#### Document segment ####

But this website is not even asking for identifying information.. yes it could figure things out, but as privacy conscious HN readers we have VPNs and such right? =p

k_ · on Jan 4, 2022

Just need a facebook pixel or a google font? Some company (already known for dark practices) could hide behind a "random website" to get more data. /conspiracy

14 · on Jan 4, 2022

And if they are using other techniques like browser fingerprinting or other techniques big tech uses to de-anonymize users then suddenly they have something to tie your voice to. Maybe the risk is low but I prefer to error on the side of caution.

imapeopleperson · on Jan 3, 2022

This is a perfect example of when the law shouldn’t be so far behind the tech.

creato · on Jan 3, 2022

Exactly which part of this do you think should be illegal?

shanlalit · on Jan 4, 2022

Tomorrow a paid tool or a costly hidden company will allow anyone to get statement in your voice (based on sample). How you are going to proof, that it is not you?

Fake calls to your relatives in your voice or even fake video with your face and voice asking for money! or illegal activities.

Few years later a company will come and say we can detect if it's fake or not pay $10,000 for solution, or get ready to be in prison. Oops! legal system doesn't accept this as a proof, now what? Welcome to the prison.

Both companies are making money, and you are paying by money and your life.

asiachick · on Jan 4, 2022

What's your suggested solution?

#### Dataset entries ####

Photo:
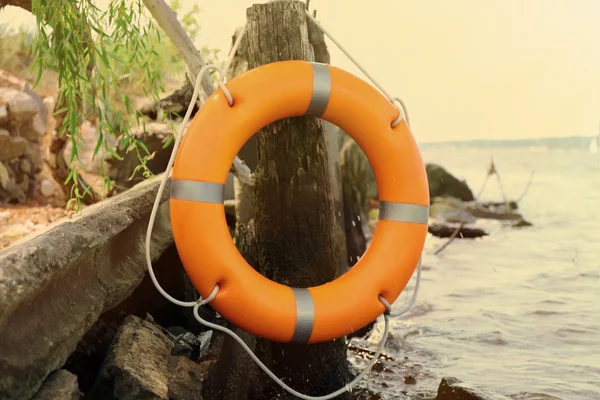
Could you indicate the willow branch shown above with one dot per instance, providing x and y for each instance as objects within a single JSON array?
[
  {"x": 167, "y": 20},
  {"x": 463, "y": 223},
  {"x": 526, "y": 187}
]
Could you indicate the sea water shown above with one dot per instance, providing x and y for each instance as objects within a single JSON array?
[{"x": 518, "y": 311}]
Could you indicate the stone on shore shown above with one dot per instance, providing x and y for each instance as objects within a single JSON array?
[
  {"x": 61, "y": 385},
  {"x": 454, "y": 389},
  {"x": 71, "y": 274},
  {"x": 137, "y": 365},
  {"x": 443, "y": 184}
]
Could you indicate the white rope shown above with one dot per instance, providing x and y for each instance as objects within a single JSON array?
[
  {"x": 200, "y": 302},
  {"x": 402, "y": 109}
]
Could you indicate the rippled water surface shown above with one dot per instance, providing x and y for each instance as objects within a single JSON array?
[{"x": 518, "y": 311}]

####

§ **Required task 1**
Answer these from the forum thread above:
(a) What technique does the thread name as one way to de-anonymize users?
(b) What price does the thread say a company will ask for a tool that detects fakes?
(c) What two things does the thread suggest a company could use to gather data through a "random website"?
§ **Required task 2**
Write out the forum thread above word for word, from "shanlalit · on" to "to the prison.".

§ **Full answer 1**
(a) Browser fingerprinting.
(b) $10,000.
(c) A facebook pixel or a google font.

§ **Full answer 2**
shanlalit · on Jan 4, 2022

Tomorrow a paid tool or a costly hidden company will allow anyone to get statement in your voice (based on sample). How you are going to proof, that it is not you?

Fake calls to your relatives in your voice or even fake video with your face and voice asking for money! or illegal activities.

Few years later a company will come and say we can detect if it's fake or not pay $10,000 for solution, or get ready to be in prison. Oops! legal system doesn't accept this as a proof, now what? Welcome to the prison.